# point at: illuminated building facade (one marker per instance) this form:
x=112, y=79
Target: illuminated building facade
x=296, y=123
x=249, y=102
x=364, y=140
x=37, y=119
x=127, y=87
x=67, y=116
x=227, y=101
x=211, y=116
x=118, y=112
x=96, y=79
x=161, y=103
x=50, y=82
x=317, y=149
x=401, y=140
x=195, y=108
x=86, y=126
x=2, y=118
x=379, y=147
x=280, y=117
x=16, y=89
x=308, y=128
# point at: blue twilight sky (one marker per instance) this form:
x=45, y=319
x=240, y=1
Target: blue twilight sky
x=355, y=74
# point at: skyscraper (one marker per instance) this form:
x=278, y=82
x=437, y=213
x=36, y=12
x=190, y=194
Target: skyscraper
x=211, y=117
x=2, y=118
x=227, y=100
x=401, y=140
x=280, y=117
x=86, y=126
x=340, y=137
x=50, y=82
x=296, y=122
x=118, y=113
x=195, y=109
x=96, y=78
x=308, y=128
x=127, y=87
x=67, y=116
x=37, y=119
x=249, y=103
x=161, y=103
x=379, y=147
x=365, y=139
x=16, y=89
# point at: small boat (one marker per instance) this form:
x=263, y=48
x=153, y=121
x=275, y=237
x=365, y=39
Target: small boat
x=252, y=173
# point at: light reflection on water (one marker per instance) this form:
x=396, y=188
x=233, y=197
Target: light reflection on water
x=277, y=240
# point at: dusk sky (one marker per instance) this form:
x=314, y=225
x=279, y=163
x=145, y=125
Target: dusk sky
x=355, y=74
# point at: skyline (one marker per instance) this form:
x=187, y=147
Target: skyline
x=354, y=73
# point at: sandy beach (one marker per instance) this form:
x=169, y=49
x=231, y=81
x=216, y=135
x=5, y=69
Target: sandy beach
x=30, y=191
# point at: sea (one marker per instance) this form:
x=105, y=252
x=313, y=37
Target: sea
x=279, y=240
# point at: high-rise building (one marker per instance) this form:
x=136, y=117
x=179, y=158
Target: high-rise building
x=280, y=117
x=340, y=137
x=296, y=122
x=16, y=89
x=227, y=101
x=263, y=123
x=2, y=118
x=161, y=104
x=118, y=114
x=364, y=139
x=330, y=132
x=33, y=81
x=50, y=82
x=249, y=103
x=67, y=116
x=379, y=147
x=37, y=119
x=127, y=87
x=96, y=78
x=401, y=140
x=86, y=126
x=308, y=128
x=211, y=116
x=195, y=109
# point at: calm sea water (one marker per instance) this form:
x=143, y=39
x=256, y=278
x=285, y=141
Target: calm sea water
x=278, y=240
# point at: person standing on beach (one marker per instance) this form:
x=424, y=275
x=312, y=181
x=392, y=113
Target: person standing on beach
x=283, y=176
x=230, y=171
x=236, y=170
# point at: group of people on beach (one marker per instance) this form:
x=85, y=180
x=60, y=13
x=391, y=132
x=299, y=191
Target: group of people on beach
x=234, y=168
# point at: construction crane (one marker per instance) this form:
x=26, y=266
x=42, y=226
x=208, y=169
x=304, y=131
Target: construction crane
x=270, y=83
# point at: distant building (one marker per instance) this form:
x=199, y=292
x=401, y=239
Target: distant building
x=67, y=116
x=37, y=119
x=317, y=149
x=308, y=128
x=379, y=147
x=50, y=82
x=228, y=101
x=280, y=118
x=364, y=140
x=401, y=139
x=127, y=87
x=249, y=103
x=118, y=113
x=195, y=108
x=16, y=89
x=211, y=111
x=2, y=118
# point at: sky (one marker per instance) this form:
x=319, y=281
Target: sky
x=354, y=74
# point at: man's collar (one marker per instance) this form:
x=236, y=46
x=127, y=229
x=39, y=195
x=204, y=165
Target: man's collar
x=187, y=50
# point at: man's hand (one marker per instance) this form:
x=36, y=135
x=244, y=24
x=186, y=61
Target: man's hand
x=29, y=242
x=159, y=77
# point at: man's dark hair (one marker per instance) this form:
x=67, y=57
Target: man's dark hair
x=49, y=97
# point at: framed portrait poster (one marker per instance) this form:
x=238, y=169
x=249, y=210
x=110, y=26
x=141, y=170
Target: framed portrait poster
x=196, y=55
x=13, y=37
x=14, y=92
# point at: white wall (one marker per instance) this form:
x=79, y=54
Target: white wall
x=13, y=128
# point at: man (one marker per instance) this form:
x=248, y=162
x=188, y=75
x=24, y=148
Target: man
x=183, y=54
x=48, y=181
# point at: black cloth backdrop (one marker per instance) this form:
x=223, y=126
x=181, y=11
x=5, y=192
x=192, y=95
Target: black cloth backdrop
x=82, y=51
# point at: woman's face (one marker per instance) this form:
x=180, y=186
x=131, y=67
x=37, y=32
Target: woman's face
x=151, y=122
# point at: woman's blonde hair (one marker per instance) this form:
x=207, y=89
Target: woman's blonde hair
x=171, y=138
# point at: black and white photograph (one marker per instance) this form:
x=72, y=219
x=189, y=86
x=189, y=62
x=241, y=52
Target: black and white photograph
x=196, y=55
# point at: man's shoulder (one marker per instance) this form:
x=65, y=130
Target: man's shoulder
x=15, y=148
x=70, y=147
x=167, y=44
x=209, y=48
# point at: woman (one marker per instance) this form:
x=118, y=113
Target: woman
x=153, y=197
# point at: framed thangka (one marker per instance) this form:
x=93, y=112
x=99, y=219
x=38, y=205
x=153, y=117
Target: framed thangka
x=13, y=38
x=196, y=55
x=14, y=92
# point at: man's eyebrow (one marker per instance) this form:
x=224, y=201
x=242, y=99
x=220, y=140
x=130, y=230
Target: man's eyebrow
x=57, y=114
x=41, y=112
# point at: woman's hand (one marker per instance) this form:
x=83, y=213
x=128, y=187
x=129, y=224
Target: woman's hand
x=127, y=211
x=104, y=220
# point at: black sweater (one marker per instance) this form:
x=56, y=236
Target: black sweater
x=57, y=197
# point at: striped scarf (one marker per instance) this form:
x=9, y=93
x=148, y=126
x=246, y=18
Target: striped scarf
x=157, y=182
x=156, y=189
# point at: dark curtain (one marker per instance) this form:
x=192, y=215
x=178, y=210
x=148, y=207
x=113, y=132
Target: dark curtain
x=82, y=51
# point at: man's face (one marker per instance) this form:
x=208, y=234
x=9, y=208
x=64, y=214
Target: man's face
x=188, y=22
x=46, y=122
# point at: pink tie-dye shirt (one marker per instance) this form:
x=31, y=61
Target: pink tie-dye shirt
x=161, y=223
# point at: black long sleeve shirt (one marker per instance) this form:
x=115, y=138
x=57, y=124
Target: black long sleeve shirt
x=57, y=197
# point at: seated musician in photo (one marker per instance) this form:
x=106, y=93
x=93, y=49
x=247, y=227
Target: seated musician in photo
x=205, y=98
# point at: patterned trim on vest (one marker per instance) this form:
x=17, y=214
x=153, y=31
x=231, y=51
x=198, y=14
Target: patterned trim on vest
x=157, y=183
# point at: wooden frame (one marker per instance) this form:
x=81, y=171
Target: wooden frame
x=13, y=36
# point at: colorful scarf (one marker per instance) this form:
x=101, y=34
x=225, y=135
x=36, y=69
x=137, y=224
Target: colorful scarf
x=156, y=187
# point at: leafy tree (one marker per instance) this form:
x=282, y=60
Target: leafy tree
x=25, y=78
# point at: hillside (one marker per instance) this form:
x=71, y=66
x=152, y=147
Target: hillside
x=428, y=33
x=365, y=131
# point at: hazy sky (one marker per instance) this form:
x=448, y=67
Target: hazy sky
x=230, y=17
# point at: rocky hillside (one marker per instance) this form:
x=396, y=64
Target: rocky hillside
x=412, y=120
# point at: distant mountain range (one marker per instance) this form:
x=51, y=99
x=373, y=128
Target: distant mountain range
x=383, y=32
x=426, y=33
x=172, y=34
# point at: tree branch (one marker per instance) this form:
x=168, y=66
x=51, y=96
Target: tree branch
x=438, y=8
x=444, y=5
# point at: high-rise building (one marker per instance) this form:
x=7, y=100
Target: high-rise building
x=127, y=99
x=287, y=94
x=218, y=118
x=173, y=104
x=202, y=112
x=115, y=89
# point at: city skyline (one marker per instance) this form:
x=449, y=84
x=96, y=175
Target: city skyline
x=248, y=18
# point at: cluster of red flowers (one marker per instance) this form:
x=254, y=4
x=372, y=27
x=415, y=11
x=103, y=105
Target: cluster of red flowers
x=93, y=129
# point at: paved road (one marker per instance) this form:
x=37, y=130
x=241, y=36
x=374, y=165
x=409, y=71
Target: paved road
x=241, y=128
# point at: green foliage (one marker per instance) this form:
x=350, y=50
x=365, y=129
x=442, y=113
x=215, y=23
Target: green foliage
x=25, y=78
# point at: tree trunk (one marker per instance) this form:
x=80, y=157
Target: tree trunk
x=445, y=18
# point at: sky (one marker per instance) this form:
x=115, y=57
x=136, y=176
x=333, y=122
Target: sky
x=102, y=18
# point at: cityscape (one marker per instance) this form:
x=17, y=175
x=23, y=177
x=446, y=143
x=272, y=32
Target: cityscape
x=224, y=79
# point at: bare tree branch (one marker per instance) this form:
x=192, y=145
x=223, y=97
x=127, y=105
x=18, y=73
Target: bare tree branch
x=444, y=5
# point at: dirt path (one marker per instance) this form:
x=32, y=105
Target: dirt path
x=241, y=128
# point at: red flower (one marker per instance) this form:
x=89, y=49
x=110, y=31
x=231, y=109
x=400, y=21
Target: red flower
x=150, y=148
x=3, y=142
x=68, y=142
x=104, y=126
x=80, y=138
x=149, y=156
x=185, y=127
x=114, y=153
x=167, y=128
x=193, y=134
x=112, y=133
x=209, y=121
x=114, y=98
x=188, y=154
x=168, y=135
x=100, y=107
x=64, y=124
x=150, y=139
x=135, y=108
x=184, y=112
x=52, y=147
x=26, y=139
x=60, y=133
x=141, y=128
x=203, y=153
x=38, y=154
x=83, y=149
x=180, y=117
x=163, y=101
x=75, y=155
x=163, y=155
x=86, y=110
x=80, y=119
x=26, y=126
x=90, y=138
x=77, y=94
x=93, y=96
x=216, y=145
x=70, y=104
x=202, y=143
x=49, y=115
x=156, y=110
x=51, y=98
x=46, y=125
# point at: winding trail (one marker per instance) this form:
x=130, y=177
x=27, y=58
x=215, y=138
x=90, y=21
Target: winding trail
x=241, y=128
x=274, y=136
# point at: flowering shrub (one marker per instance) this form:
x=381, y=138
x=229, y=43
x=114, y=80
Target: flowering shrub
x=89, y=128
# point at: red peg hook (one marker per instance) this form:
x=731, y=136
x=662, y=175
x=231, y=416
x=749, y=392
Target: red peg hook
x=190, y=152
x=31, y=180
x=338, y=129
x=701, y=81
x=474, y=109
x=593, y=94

____________________

REQUIREMENT:
Above are the records; copy exactly the lines from the line with "Target: rocky hillside" through the line with "x=110, y=31", both included.

RESPONSE FOR THIS EXERCISE:
Target: rocky hillside
x=412, y=120
# point at: distant mountain range (one marker per instance) this form:
x=51, y=99
x=373, y=128
Target: distant mountain range
x=383, y=32
x=426, y=33
x=172, y=34
# point at: tree branch (one marker per instance) this form:
x=168, y=66
x=51, y=96
Target: tree branch
x=438, y=8
x=444, y=5
# point at: high-rise building (one marker per instance) this form:
x=7, y=100
Target: high-rise building
x=127, y=99
x=287, y=94
x=218, y=118
x=173, y=104
x=202, y=112
x=115, y=89
# point at: city skyline (one marker per instance) this form:
x=449, y=84
x=96, y=175
Target: city skyline
x=248, y=18
# point at: cluster of red flowers (one marker per instance) this form:
x=254, y=4
x=372, y=27
x=415, y=11
x=103, y=105
Target: cluster of red flowers
x=93, y=129
# point at: paved road (one marker per instance) this form:
x=37, y=130
x=241, y=36
x=374, y=165
x=409, y=71
Target: paved road
x=241, y=128
# point at: green foliage (one marker per instance) this form:
x=350, y=50
x=365, y=129
x=442, y=113
x=215, y=23
Target: green foliage
x=25, y=78
# point at: tree trunk (one marker per instance) this form:
x=80, y=157
Target: tree trunk
x=445, y=18
# point at: sky (one marker per instance) this form:
x=115, y=57
x=136, y=176
x=333, y=122
Target: sky
x=102, y=18
# point at: cityscape (one marker per instance) this form:
x=17, y=175
x=23, y=177
x=446, y=143
x=272, y=32
Target: cityscape
x=224, y=79
# point at: bare tree branch (one marker per instance) this form:
x=192, y=145
x=223, y=97
x=127, y=105
x=18, y=73
Target: bare tree branch
x=444, y=5
# point at: dirt path (one marker per instance) this form:
x=32, y=105
Target: dirt path
x=241, y=128
# point at: red flower (one marker per instance) this form:
x=89, y=49
x=110, y=31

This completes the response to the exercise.